## WRITTEN TASK:
Recast the full listing below as a two-column CSV headed text and answer, putting each piece of wording on its own row beside the answer that follows it, with every field quoted and line breaks turned into spaces. Leave the pictures out.

## DATASET EXTRACT:
※ ※ ※

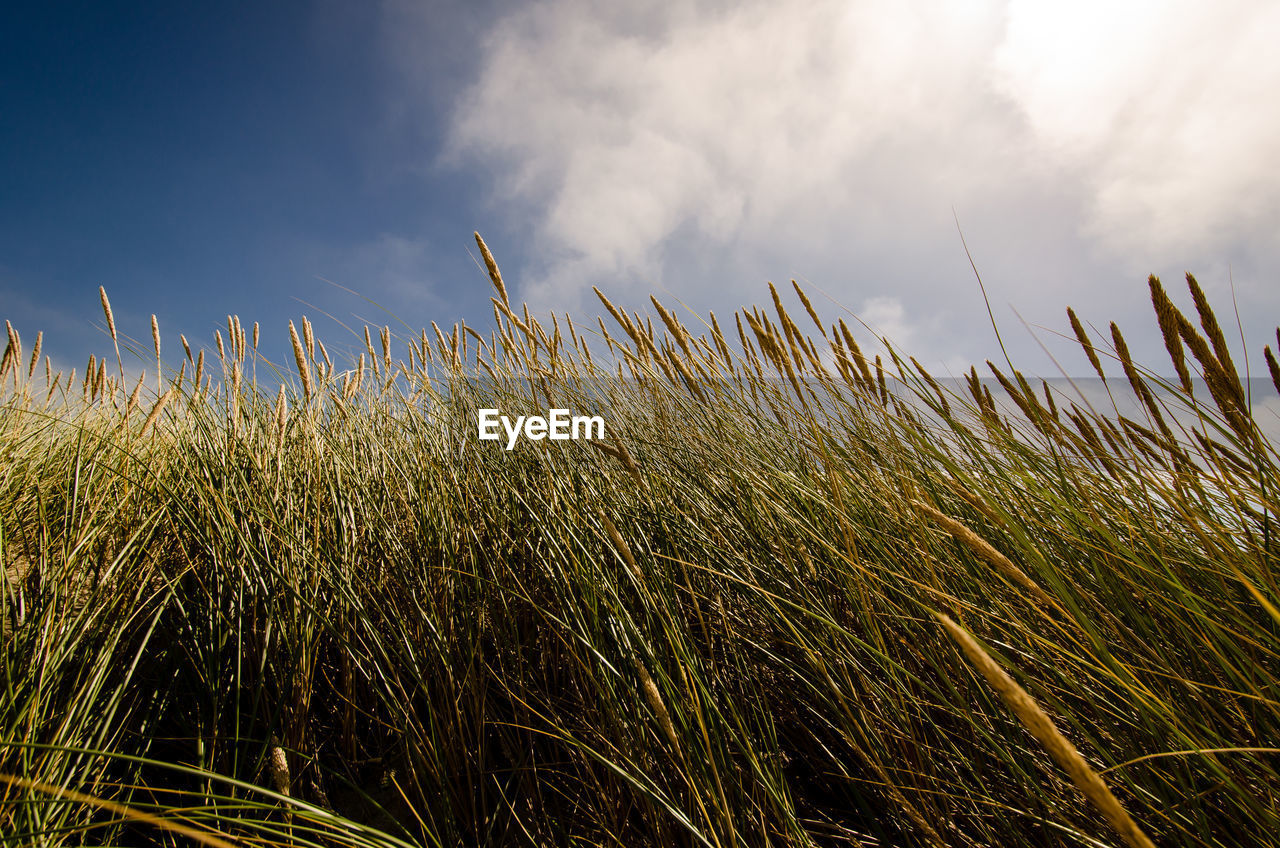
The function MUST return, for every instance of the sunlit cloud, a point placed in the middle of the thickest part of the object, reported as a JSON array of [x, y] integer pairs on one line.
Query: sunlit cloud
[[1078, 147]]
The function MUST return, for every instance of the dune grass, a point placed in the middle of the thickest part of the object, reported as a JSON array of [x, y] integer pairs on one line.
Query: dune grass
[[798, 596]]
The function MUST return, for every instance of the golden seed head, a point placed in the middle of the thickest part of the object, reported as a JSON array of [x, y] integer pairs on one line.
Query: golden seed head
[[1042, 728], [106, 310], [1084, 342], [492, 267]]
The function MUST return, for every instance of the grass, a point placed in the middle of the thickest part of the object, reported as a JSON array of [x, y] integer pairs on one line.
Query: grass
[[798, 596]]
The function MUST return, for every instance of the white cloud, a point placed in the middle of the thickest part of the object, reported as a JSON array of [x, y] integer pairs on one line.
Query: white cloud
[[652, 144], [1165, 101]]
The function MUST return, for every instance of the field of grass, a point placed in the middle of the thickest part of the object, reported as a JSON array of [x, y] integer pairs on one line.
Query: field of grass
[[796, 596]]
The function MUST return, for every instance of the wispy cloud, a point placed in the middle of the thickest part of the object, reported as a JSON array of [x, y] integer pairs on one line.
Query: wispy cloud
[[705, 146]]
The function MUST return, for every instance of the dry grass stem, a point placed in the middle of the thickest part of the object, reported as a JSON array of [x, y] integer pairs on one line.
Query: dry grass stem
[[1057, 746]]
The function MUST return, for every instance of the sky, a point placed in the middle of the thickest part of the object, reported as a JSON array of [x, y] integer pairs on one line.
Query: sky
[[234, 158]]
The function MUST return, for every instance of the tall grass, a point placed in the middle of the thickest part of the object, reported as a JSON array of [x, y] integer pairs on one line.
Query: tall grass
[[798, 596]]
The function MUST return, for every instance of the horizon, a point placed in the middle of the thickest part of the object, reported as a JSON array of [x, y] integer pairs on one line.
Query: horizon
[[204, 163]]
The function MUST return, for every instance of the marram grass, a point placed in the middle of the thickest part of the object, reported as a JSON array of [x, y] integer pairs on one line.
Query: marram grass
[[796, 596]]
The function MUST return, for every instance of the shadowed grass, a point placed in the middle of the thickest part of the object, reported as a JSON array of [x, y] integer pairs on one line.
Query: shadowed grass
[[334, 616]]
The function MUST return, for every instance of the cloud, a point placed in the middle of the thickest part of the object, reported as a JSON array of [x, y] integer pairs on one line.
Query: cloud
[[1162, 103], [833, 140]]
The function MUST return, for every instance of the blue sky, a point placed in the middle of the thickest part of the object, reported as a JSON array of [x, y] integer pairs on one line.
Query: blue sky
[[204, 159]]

※ ※ ※

## PROBLEM SOLUTION:
text,answer
"The function MUST return, for every instance of the sunlit cloud, a point placed in the middle of the thickest part of the object, reported as a JSON array of [x, y] integer pairs on one line. Query: sunlit cloud","[[1078, 147]]"
"The function MUST return, for every instance of the dune grass, a point placed in the middle of the thickest part of the object, reported as a JSON array of [x, y] integer pairs on one line. Query: dune grass","[[798, 596]]"
"The function MUST return, for every instance of the golden seed head, a point placed in the middle of the thickest part of the object, reported as a JSON array of [x, y] integer pairs on one line. Query: golden seed head","[[1042, 728], [106, 310], [1084, 342], [492, 267]]"
"The function MUST return, for every instance of the grass, a point placed in the middle of the thickest part of the object, reported as a JSON array of [x, y] integer pairs on one line. Query: grass","[[798, 596]]"
"The function MUST return, for every instance of the white cloud, a point placed in the middle of the thickest part of the object, reported as a JSON array of [x, y] integer pairs on one line. Query: white cloud","[[652, 144], [1165, 101]]"
"The function MUST return, for every instance of the field of grass, a point placed in the middle of the thickest part of the object, reported as a JSON array of [x, y] integer pairs on one line. Query: field of grass","[[796, 596]]"
"The function MUST return, for every instance of the wispy cloud, a point placed in the middle of the thickest part of the object, reported as a JSON array of [x, y] integer pairs on one line. Query: wispy cloud","[[705, 146]]"
"The function MUST return, for every instance of the dry grass stem, a point placed in the middle of the thickest part of the object, reported as a JSON array of [x, y] integer pairs on one line. Query: dry grass stem","[[1057, 746]]"
"The function MUST return, for every instance of the sky, a point placed in the middle of the thickest part of the object, reported as a JSON array of [x, y] integer pairs on one line. Query: sky","[[234, 158]]"
"The function MUST return, for every instance of the tall grass, a point placed in the middle of the thickest part of the object, reported as a JSON array of [x, y] integer pairs on one line. Query: tall grass","[[798, 596]]"
"The function MUST return, for every instance of the horizon, a point placed in the middle of the thickest part of the object, reported as a JSON array of [x, y] integer pairs on one line. Query: horizon","[[204, 163]]"
"The function MUST return, for every instance of the marram grass, a point placed in the middle of the thickest part of the object, reported as a JSON array of [x, y] integer pairs on one line. Query: marram grass","[[796, 596]]"
"The function MUST return, for every instance of the shadowed grass, a point placed in the middle of the thickest part of the object, reported as a JSON array of [x, y] integer pairs on one line. Query: shadowed grass","[[334, 616]]"
"The function MUST return, for every instance of the cloud, a point placed in the middle of the thickest part of the object, reported as a JSON array of [x, y] integer pairs on one line. Query: cloud","[[1162, 103], [833, 140]]"
"The function MUST return, for every instance of the blue sky, a point placed in the middle of the thickest part of the object, reported as a JSON array of [x, y] integer pairs on one line. Query: blue sky","[[204, 159]]"